TASK OBJECTIVE
Pull out each line below that contains the string "instance", and treat uppercase and lowercase letters as different.

ENTRIES PROVIDED

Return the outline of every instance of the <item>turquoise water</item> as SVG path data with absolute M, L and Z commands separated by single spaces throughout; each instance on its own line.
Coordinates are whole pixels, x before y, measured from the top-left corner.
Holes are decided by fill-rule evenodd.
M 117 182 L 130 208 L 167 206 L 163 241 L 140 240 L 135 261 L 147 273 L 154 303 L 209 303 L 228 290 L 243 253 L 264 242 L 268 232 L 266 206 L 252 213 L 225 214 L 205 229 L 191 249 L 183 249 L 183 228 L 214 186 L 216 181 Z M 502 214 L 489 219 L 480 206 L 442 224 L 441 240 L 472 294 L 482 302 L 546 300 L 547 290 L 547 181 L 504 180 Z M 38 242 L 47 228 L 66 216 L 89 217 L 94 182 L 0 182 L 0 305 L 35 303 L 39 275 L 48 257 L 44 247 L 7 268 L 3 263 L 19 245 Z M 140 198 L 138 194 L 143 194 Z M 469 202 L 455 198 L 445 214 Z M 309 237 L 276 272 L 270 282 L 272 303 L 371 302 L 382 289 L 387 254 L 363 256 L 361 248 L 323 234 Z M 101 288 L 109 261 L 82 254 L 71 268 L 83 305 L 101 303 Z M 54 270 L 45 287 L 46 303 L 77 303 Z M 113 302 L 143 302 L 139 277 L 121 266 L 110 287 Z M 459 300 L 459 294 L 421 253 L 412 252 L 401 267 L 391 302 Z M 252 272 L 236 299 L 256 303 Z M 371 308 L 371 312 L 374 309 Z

--

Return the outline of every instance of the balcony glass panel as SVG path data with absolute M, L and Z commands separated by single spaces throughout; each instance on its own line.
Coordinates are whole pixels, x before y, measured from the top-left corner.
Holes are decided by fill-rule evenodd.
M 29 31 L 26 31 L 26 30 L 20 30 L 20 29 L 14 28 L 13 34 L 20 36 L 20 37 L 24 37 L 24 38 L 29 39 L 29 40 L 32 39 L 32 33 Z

...

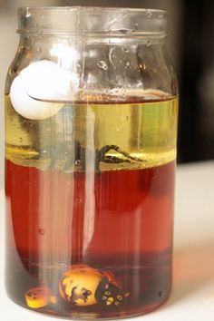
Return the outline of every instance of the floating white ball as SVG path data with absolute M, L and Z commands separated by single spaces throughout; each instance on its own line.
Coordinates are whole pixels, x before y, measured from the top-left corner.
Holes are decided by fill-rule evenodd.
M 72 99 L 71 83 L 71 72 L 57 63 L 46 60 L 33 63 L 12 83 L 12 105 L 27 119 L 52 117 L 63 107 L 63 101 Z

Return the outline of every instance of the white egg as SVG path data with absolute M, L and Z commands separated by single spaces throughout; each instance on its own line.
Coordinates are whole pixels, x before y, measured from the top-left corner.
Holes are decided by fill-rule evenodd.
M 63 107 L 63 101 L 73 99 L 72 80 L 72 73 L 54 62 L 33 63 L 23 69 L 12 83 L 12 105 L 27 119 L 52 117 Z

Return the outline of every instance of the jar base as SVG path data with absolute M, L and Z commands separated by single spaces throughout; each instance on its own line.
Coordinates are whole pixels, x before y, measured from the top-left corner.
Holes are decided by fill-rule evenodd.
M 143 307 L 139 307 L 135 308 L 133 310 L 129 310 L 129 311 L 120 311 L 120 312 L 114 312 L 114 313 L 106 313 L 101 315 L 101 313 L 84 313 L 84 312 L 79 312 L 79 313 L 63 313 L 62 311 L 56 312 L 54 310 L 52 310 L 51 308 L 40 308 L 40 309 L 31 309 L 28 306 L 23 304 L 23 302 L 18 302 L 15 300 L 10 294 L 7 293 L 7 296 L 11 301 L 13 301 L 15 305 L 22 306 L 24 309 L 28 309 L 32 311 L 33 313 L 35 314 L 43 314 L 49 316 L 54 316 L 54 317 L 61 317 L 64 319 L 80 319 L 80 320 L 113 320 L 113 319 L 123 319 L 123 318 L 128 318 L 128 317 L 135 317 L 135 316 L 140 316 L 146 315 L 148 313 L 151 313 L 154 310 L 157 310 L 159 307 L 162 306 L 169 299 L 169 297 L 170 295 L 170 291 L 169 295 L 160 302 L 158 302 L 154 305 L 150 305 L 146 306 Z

FINISHED ANSWER
Return the outline of every instance of the <item>turquoise water</item> as SVG path data with absolute M, L and Z commands separated by single spaces throughout; each instance on its own line.
Return the outline of every instance of the balcony glass panel as SVG path data with absolute M, L and Z commands separated by single spaces throughout; each instance on its own line.
Return the outline of every instance of the floating white ball as SVG path data with absolute M, L and Z commands separated by single spaces throughout; each instance on its own line.
Return the outline of every instance of the white egg as SVG path data with absolute M, L and Z commands separated by single spaces throughout; each instance on its own line.
Return the outline of every instance of the jar base as SVG path data with absolute M, L and Z commands separated by single spaces throughout; each instance on its own line.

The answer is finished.